> **GIVEN DATA**:
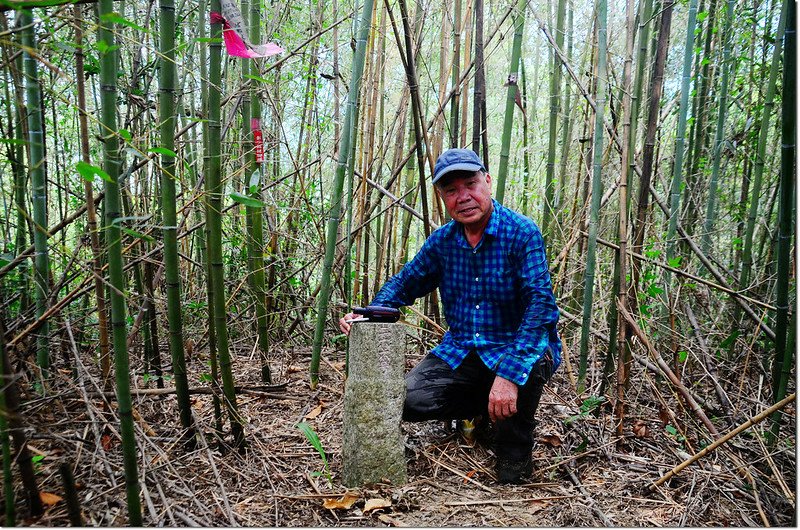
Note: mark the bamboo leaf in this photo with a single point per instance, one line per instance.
(88, 172)
(116, 18)
(247, 201)
(138, 235)
(163, 151)
(258, 78)
(313, 439)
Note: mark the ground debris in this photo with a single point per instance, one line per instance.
(581, 470)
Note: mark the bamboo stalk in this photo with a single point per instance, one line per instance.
(338, 185)
(597, 188)
(36, 167)
(690, 400)
(511, 96)
(719, 134)
(166, 81)
(555, 104)
(102, 312)
(763, 134)
(783, 350)
(111, 165)
(722, 440)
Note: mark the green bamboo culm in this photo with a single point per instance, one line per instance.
(338, 185)
(214, 190)
(455, 76)
(783, 348)
(645, 14)
(719, 134)
(36, 168)
(758, 169)
(597, 190)
(5, 439)
(166, 107)
(526, 158)
(111, 165)
(680, 138)
(555, 104)
(511, 95)
(256, 213)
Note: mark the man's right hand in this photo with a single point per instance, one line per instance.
(344, 325)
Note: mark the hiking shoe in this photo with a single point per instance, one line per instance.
(513, 471)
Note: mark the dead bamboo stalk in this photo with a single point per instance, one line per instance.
(685, 274)
(656, 198)
(693, 405)
(744, 426)
(708, 361)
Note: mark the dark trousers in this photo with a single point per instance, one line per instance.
(434, 391)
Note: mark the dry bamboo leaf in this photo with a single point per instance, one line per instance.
(391, 521)
(49, 498)
(145, 427)
(640, 429)
(552, 440)
(342, 503)
(314, 413)
(375, 504)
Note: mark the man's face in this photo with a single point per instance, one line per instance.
(468, 197)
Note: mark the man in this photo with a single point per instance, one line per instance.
(502, 346)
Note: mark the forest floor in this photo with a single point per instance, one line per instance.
(582, 476)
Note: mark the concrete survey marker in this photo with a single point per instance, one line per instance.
(372, 449)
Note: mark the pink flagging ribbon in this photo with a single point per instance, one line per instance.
(237, 47)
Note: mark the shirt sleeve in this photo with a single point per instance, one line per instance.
(417, 278)
(540, 316)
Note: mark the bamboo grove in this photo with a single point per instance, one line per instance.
(147, 242)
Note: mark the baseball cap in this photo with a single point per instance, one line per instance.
(456, 160)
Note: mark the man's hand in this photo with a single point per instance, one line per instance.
(502, 399)
(344, 325)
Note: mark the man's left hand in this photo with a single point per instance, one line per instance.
(502, 399)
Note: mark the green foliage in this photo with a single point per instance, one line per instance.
(116, 18)
(315, 442)
(88, 172)
(587, 407)
(163, 151)
(37, 462)
(247, 201)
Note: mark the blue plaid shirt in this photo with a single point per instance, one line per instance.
(497, 297)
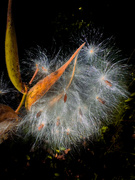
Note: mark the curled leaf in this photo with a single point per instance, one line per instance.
(39, 89)
(11, 52)
(8, 120)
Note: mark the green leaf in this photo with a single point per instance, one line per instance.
(11, 52)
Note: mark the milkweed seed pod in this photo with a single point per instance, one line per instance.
(85, 96)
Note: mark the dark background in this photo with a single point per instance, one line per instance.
(42, 22)
(51, 24)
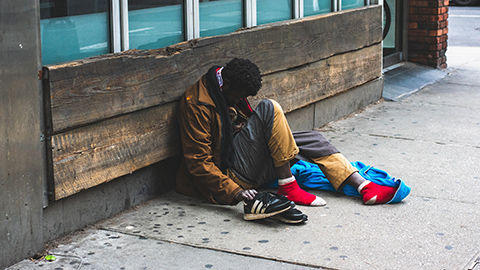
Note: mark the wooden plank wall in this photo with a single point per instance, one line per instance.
(111, 115)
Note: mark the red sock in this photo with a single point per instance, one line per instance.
(299, 196)
(376, 194)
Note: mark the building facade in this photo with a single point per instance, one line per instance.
(89, 90)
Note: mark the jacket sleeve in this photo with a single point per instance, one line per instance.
(195, 122)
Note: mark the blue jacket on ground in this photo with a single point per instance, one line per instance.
(309, 176)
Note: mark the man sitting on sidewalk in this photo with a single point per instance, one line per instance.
(230, 149)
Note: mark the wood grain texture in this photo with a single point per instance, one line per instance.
(90, 90)
(87, 156)
(95, 154)
(311, 83)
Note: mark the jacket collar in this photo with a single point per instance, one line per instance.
(203, 95)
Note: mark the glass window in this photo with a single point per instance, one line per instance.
(219, 17)
(154, 24)
(73, 29)
(313, 7)
(348, 4)
(273, 11)
(389, 40)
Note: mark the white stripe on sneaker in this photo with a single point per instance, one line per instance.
(256, 207)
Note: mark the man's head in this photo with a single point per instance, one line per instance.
(241, 78)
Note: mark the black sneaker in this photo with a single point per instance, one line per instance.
(291, 216)
(264, 205)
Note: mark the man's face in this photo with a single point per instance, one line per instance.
(233, 95)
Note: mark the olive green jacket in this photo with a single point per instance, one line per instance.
(200, 131)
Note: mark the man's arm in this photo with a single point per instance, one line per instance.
(197, 142)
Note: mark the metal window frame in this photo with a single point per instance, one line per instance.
(115, 26)
(119, 18)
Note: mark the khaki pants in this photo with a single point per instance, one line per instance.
(266, 142)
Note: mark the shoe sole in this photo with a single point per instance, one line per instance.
(252, 216)
(289, 221)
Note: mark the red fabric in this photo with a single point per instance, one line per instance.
(294, 193)
(376, 194)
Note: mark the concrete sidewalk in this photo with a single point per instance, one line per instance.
(429, 138)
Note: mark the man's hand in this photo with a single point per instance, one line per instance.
(245, 195)
(237, 128)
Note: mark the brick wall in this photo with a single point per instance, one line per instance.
(427, 33)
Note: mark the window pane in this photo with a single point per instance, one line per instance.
(73, 29)
(154, 24)
(313, 7)
(348, 4)
(273, 11)
(218, 17)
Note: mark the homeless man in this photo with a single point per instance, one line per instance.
(229, 149)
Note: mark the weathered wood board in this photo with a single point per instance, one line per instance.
(97, 153)
(90, 90)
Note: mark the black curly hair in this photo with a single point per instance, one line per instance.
(243, 74)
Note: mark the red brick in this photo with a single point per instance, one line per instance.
(429, 25)
(418, 3)
(418, 18)
(418, 60)
(434, 33)
(419, 33)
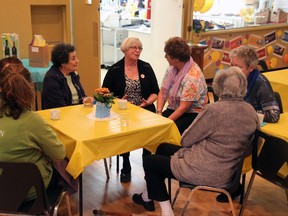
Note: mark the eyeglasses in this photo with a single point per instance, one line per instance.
(134, 48)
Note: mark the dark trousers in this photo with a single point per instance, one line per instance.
(157, 169)
(184, 121)
(126, 168)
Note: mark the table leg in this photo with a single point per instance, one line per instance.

> **TASK OBJECTIVE**: Write the material out again exactly as it appears, dropping the pictures.

> **IN RESPONSE**:
Note: mark the bamboo leaf in this photo with a single point per instance, one line per instance.
(88, 172)
(116, 18)
(247, 201)
(138, 235)
(163, 151)
(258, 78)
(313, 439)
Note: mark the ground debris in this photo with a single point per instance, one line per instance.
(581, 470)
Note: mark the bamboo stalk in this photo with a single point per instance, one line per instance.
(338, 185)
(597, 188)
(36, 167)
(690, 400)
(511, 96)
(719, 134)
(166, 81)
(555, 104)
(102, 312)
(763, 134)
(783, 350)
(111, 165)
(722, 440)
Note: mark the green bamboo culm in this photo with a single point per instance, one line per instance.
(338, 185)
(214, 190)
(455, 76)
(783, 348)
(645, 14)
(719, 134)
(36, 168)
(758, 169)
(597, 190)
(5, 439)
(166, 107)
(526, 158)
(111, 165)
(680, 138)
(555, 104)
(511, 95)
(256, 213)
Note: mark the man's right hand in this photo with a single point per instance, one line per instance.
(344, 325)
Note: mark the hiking shoe in this photo with a single point per instance, one line per instance.
(513, 471)
Note: mark the dead bamboo stalk in this photo with a single point per instance, one line per instance.
(685, 274)
(656, 198)
(693, 405)
(744, 426)
(708, 361)
Note: mark the dark trousers in this photo with a single point per instance, one line per instance.
(434, 391)
Note: mark the dry bamboo leaf in this photo with a single point per instance, one line per instance.
(391, 521)
(49, 498)
(145, 427)
(640, 429)
(552, 440)
(342, 503)
(314, 413)
(375, 504)
Note: mark the man's face in this photo with a single point per instance, one line per instance.
(468, 197)
Note: mark the man in this photo with a single point per instance, one line per instance.
(502, 346)
Note: mark the forest floor in this photo with a single point per instance, one line per instance.
(582, 476)
Note: mark the concrete survey marker in this photo with a single point per instance, one line per instance.
(372, 449)
Note: mark the pink flagging ribbon in this photo with a single point per instance, one line per instance.
(237, 47)
Note: mark the shirt sleeve in this photo with a single point per instance, one line per instance.
(417, 278)
(540, 316)
Note: mark the bamboo grove in this photo with a single point per instance, one line per instance.
(147, 242)
Note: mark the baseball cap in this photo with a single point per instance, one line per instance.
(456, 160)
Note: mark the man's hand in this photo with a single point per instance, one line per instance.
(502, 399)
(344, 325)
Note: mark the man's left hand in this photo with a single point per instance, one line per instance.
(502, 399)
Note: mark the green foliage in this photo with a single point per instance, one line per instance.
(116, 18)
(315, 442)
(88, 172)
(587, 407)
(163, 151)
(37, 462)
(247, 201)
Note: mark the blue plaid shirt in this photo with a single point per instance, one line per instance.
(497, 297)
Note: mark the curled leaf in this photo with a single point per instance, one line per instance.
(39, 89)
(11, 52)
(8, 120)
Note: mark the green leaf in this photo with a single point per instance, one line per instance.
(11, 52)
Note: mark the milkweed seed pod in this photo with a single point per instance, one line per instance.
(85, 96)
Note: mark the dark background in this photo with a single point per instance, one line per instance.
(42, 22)
(51, 24)
Note: mark the wooden plank wall in this photo with a single point per instance, one line per instance.
(111, 115)
Note: mark the red sock in this photo with a single point per instance, one line per instance.
(299, 196)
(376, 194)
Note: mark the building facade in this photo with a single point per instance, one line per instance.
(89, 90)
Note: mark the jacket sleeve in this photo with a single point per instance, one line per instance.
(195, 122)
Note: mark the blue jacket on ground in this photo with a single point per instance, one line per instance.
(309, 176)
Note: mark the man sitting on sidewalk in this photo with a single point per instance, one line per instance.
(230, 149)
Note: mark the wood grain texture in this photo with a single point per instance, one line per instance.
(90, 90)
(87, 156)
(95, 154)
(311, 83)
Note: mark the jacket collar in this photo with a single point per instance, one line per instance.
(203, 95)
Note: mark the glass window in this photo with a single point per instance, one line per instance.
(219, 17)
(154, 24)
(73, 29)
(313, 7)
(348, 4)
(273, 11)
(389, 40)
Note: mark the white stripe on sneaker in this photo with a single point per instance, one line per instance.
(256, 207)
Note: mark the man's head in this photo with a single point per instance, one line per instance.
(241, 78)
Note: mark the black sneaker in this photo with a single point per instance, one line per instance.
(291, 216)
(264, 205)
Note: mark the man's face in this photo with a single point per instance, one line per instance.
(233, 95)
Note: mark the olive green jacket in this photo with a single point per instance, one line per instance.
(200, 131)
Note: mark the man's arm in this photo with a single point per instance, one line per instance.
(197, 142)
Note: mark the metal window frame in this photo with a single point per instance, one line per instance.
(115, 26)
(119, 18)
Note: mark the khaki pants in this photo with a single point per instance, one line per instance.
(266, 142)
Note: mark the shoe sole in this photo with a single point per instance, one line per instance.
(252, 216)
(289, 221)
Note: mark the red fabric in this photo with a single point per instance, one line per instance.
(294, 193)
(376, 194)
Note: mark the concrete sidewalk in this photo with a single point per instance, one line per instance.
(429, 138)
Note: mark the man's hand in this photo with a single point per instance, one line per instance.
(245, 195)
(237, 128)
Note: mark the brick wall in this photo with a single point per instance, one line per instance.
(427, 33)
Note: mark the window pane in this photo with a single point per instance, one line per instance.
(73, 29)
(154, 24)
(313, 7)
(348, 4)
(273, 11)
(218, 17)
Note: mark the homeless man in this photo with a single point per instance, one line per instance.
(229, 149)
Note: mark the weathered wood board in this photo with a single point per instance, one line per instance.
(97, 153)
(90, 90)
Note: mark the black curly hair in this photo with a single point per instance, one line per instance.
(243, 74)
Note: mark the red brick in this photo with a single point per instance, one line per instance.
(429, 25)
(418, 3)
(418, 18)
(418, 60)
(434, 33)
(419, 33)
Note: mark the eyeglasses in this photo with a single point per instance, one line per instance.
(134, 48)
Note: mark the dark trousers in this photo with a single point per instance, one line per instance.
(157, 169)
(184, 121)
(126, 168)
Note: mark the table leg in this photo with a single point per instance, one line per instance.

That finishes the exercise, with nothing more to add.